PROBLEM REQUIREMENTS:
Can you reproduce every one of the following entries word for word, leaving nothing out and changing nothing?

DATA SHOWN:
◆ ◆ ◆ ◆ ◆

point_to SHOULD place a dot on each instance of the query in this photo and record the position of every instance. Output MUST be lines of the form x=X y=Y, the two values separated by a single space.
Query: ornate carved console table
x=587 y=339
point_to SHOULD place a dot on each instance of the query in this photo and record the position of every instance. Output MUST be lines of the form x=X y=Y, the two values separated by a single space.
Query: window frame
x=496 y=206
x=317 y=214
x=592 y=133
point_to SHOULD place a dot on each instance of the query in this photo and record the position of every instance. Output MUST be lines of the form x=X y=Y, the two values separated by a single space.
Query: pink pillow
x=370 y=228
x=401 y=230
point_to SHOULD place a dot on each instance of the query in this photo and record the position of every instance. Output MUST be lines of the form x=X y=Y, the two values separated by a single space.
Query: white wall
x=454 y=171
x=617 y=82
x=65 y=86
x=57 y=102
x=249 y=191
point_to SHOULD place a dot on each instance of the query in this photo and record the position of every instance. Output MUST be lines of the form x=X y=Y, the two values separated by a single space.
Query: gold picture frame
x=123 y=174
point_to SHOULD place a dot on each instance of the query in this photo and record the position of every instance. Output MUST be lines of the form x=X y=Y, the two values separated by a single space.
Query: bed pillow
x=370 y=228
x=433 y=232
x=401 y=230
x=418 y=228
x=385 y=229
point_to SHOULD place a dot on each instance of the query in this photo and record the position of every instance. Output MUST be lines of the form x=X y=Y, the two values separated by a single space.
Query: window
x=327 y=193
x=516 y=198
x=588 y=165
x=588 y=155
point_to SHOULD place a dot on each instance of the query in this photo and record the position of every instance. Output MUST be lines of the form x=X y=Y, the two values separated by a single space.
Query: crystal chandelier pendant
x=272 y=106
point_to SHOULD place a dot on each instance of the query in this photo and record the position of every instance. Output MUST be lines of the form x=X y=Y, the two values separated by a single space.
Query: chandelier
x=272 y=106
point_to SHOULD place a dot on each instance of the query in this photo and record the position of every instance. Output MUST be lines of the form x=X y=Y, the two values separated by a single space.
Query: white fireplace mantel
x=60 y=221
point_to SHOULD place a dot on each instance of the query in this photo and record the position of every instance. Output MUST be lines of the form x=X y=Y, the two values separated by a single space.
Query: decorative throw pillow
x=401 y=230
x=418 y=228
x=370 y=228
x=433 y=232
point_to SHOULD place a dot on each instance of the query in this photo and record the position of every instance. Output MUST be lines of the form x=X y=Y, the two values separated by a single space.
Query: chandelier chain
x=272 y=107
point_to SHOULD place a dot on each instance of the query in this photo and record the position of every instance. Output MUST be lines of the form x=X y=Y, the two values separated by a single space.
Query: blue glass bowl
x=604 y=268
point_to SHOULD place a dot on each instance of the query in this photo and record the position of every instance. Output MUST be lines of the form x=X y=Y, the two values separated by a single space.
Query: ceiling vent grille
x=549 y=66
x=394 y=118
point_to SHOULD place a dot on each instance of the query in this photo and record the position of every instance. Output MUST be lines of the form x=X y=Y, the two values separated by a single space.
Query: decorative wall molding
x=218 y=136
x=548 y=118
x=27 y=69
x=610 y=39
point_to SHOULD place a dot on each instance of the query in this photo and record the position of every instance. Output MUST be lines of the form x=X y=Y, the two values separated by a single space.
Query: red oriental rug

◆ ◆ ◆ ◆ ◆

RESPONSE TO THIS EXERCISE:
point_to SHOULD place a dot on each instance of the query in this photo and record the position of every instance. Output MUST be lines of the form x=X y=Y, the two values separated by a single space.
Query: ornate carved console table
x=587 y=339
point_to SHOULD place a dot on each instance of the query in this photo and record the position of every instance. Output MUST be lines of the form x=X y=Y, the two values separated by a single space.
Query: window frame
x=496 y=206
x=317 y=214
x=592 y=133
point_to SHOULD place a dot on each instance of the query in this photo and record the position of every instance. Output MUST be lines of the form x=X y=Y, the two values separated by a single space.
Query: pink pillow
x=370 y=228
x=401 y=230
point_to SHOULD place a dot on each instance of the query in this photo and record the position of every instance. Output MUST be lines of the form x=X y=Y, the two values separated by a single space.
Query: white wall
x=454 y=171
x=617 y=82
x=65 y=86
x=57 y=102
x=249 y=191
point_to SHOULD place a dot on each instance of the query in this photo and record the position of every instance. Output MUST be lines of the form x=X y=Y, the two values separated by a single space.
Query: gold picture frame
x=123 y=174
point_to SHOULD place a dot on each instance of the query in this photo and record the position of every instance. Output MUST be lines of the form x=X y=Y, the two values separated by a single space.
Query: bed pillow
x=370 y=228
x=433 y=232
x=401 y=230
x=418 y=228
x=385 y=229
point_to SHOULD place a dot on each instance of the query in this photo and record the position of every instance. Output MUST be lines of the form x=X y=Y, the two values separated by a single space.
Query: window
x=327 y=193
x=516 y=198
x=588 y=165
x=588 y=155
point_to SHOULD place a dot on each instance of the query in this photo and record the position of every instance. Output MUST be lines of the form x=X y=Y, the two values separated by a single space.
Query: crystal chandelier pendant
x=272 y=106
point_to SHOULD place a dot on each instance of the query in this photo and record the position of every instance. Output MUST be lines of the form x=X y=Y, the two values separated by a single space.
Query: chandelier
x=272 y=106
point_to SHOULD place a dot on each instance of the query in this photo and record the position of every instance. Output MUST be lines of the form x=X y=Y, the two values separated by a single space.
Query: white fireplace mantel
x=60 y=221
point_to SHOULD place a dot on each instance of the query in this photo and record the position of every instance. Output MUST be lines of the form x=X y=Y, the two values separated by a single space.
Query: decorative throw pillow
x=401 y=230
x=418 y=228
x=370 y=228
x=433 y=232
point_to SHOULD place a dot on each instance of the query in this photo and record the position of every instance. Output MUST be lines of the form x=X y=Y, the two values separated by a single space.
Query: chandelier chain
x=272 y=107
point_to SHOULD place a dot on each instance of the query in this photo and record the position of every instance. Output MUST be lines of the form x=X y=Y, the two values separated by a single space.
Query: blue glass bowl
x=604 y=268
point_to SHOULD place a dot on each instance of the query in this photo and record the position of every instance. Output MUST be lines of the form x=X y=Y, the two values separated by a single space.
Query: ceiling vent grille
x=549 y=66
x=394 y=118
point_to SHOULD place a dot on each instance of the query in this photo and record the position of every instance. Output MUST be lines of the form x=X y=Y, the two values separated by a single space.
Query: decorative wall molding
x=218 y=136
x=548 y=118
x=27 y=69
x=610 y=39
point_to SHOULD place a dot on each instance of the query in this photo and record the position of every instance. Output MUST be lines of the form x=X y=Y, the two values separated by a single space.
Query: red oriental rug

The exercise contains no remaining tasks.